- [Task goal]: Copy every line of the listing below word for word.

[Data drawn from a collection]
◇ ◇ ◇ ◇ ◇ ◇ ◇
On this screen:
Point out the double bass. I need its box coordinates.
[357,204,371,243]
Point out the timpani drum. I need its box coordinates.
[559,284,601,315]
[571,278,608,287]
◇ ◇ ◇ ◇ ◇ ◇ ◇
- [Expected answer]:
On this screen:
Point out the double bass. I need its box coordinates.
[357,204,371,243]
Point out the timpani drum. I need its box coordinates.
[559,284,601,315]
[571,278,608,287]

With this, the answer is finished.